START Passage

# Do I need to remove loose sawdust from wood pellets before putting them in my pellet stove



## Randy (Mar 8, 2013)

Do I need to remove loose sawdust from wood pellets before putting them in my pellet stove? Some people say I do so it won't ruin the auger.


----------



## blades (Mar 8, 2013)

If it builds up too much - causes jams


----------



## Randy (Mar 8, 2013)

So if I keep an eye on the auger and there is no build up it is fine? What is meant by build up? Thanks for answering.


----------



## Mr. Spock (Mar 8, 2013)

By loose sawdust do you mean fines? The wood dust that mostly sticks to the insides of the pellet bags?
Put your pellet stove and the pellets your burning in your signature like mine below. Some stoves are pickier that others when it comes to fines and it will help us provided better feedback.


----------



## Randy (Mar 8, 2013)

Thanks but I know what the fines are , just wondering when build up of the fines are too much to cause a jam. Does it have to be enough to actually stop the auger from moving? Is loose sawdust around the auger ok or will it cause a problem? Sorry I don't have a picture but my stove is a Glowboy or Danson bay glass door something????.

I was told to screen all my pellets that I would burn to remove all sawdust as it could damage the auger.

Thanks.
Randy!!


----------



## Mr. Spock (Mar 8, 2013)

Just trying to clarify what you meant by sawdust. There are cases where pellets have broken down which creates a situation that is not the same as fines. i.e. wet pellets turn into sawdust.

END Passage
START Information supplied

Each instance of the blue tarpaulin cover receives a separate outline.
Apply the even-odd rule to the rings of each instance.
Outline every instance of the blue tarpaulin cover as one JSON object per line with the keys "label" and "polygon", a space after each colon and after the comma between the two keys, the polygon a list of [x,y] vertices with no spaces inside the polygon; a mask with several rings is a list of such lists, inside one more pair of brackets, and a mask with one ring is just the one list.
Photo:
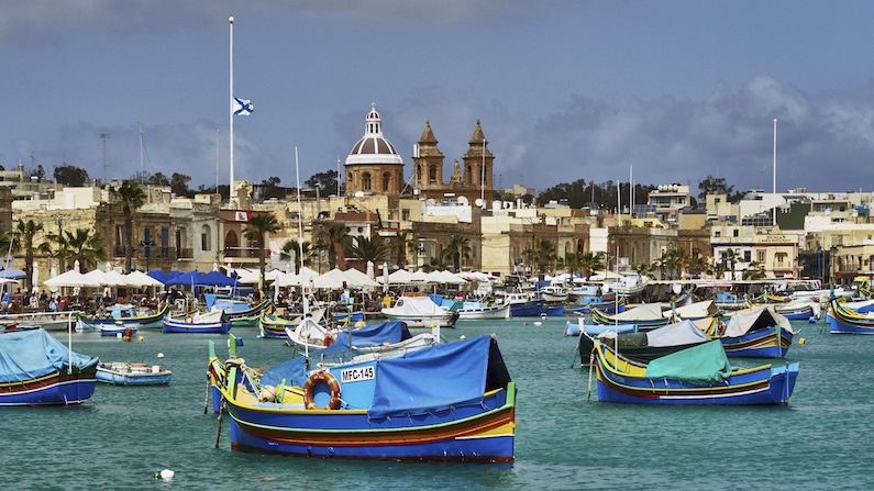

END Information supplied

- **Required tasks**:
1. Using the pellet stove thread, answer these:
(a) What does blades say happens if sawdust builds up too much?
(b) What was Randy told to do with all the pellets he would burn?
(c) According to Mr. Spock, what happens to wet pellets?
2. Give what follows the last sentence of the pellet stove thread, continuing the discussion from there.
The listing is separate material, apart from the pellet stove thread.

- **Answer list**:
1.
(a) It causes jams.
(b) Screen them to remove all sawdust.
(c) They turn into sawdust.

2.
Some fines are to be expected and in most cases don't present issues with operation. If your particular pellets seem to have excessive fines then the stove may need  to be cleaned more often. I am not experienced with your model stove but I am sure other members here will chime in as to what level of fines will may affect the auger.


----------



## Shaw520 (Mar 8, 2013)

..seems that some stoves are more 'sensitive' to 'fines',... seems some pellet brands yield more 'fines' than others,...  I think it safe to say that most of us _dont_ sift our pellets.... Ive never had a prob.


----------



## whlago (Mar 8, 2013)

Shaw520 said:


> seems that some stoves are more 'sensitive' to 'fines',... seems some pellet brands yield more 'fines' than others,... I think it safe to say that most of us _dont_ sift our pellets.... Ive never had a prob.​


 X2


----------



## skibladerj (Mar 8, 2013)

I sift my pellets, I think that my stove runs better but it could also be my imagination. Then again some of the brands that I have tested have produced about 2 cups worth of fines per bag! (powerhouse was the brand)


----------



## sheetmetaldan (Mar 8, 2013)

skibladerj said:


> I sift my pellets, I think that my stove runs better but it could also be my imagination. Then again some of the brands that I have tested have produced about 2 cups worth of fines per bag! (powerhouse was the brand)


 
Maybe Powderhouse would be a better brand name!


----------



## Defiant (Mar 8, 2013)

Shaw520 said:


> ..seems that some stoves are more 'sensitive' to 'fines',... seems some pellet brands yield more 'fines' than others,... I think it safe to say that most of us _dont_ sift our pellets.... Ive never had a prob.


X3


----------



## Woody1911a1 (Mar 8, 2013)

no way i'm throwing away btu's .  not to mention that sifting is work .


----------



## john193 (Mar 8, 2013)

I dump my bags in, fines and all. I can see the fines coming through with the pellets, they just burn. I don't make a habit of dumping the fines into the hopper if I can help it, but I'm also not loosing sleep over it. I have yet to read someone had an issue with fines in an average dry bag.


----------



## jtakeman (Mar 8, 2013)

Shaw520 said:


> ..seems that some stoves are more 'sensitive' to 'fines',... seems some pellet brands yield more 'fines' than others,... I think it safe to say that most of us _dont_ sift our pellets.... Ive never had a prob.


 
X4


----------



## Dgopetactical (Mar 8, 2013)

X5


----------



## iceguy4 (Mar 8, 2013)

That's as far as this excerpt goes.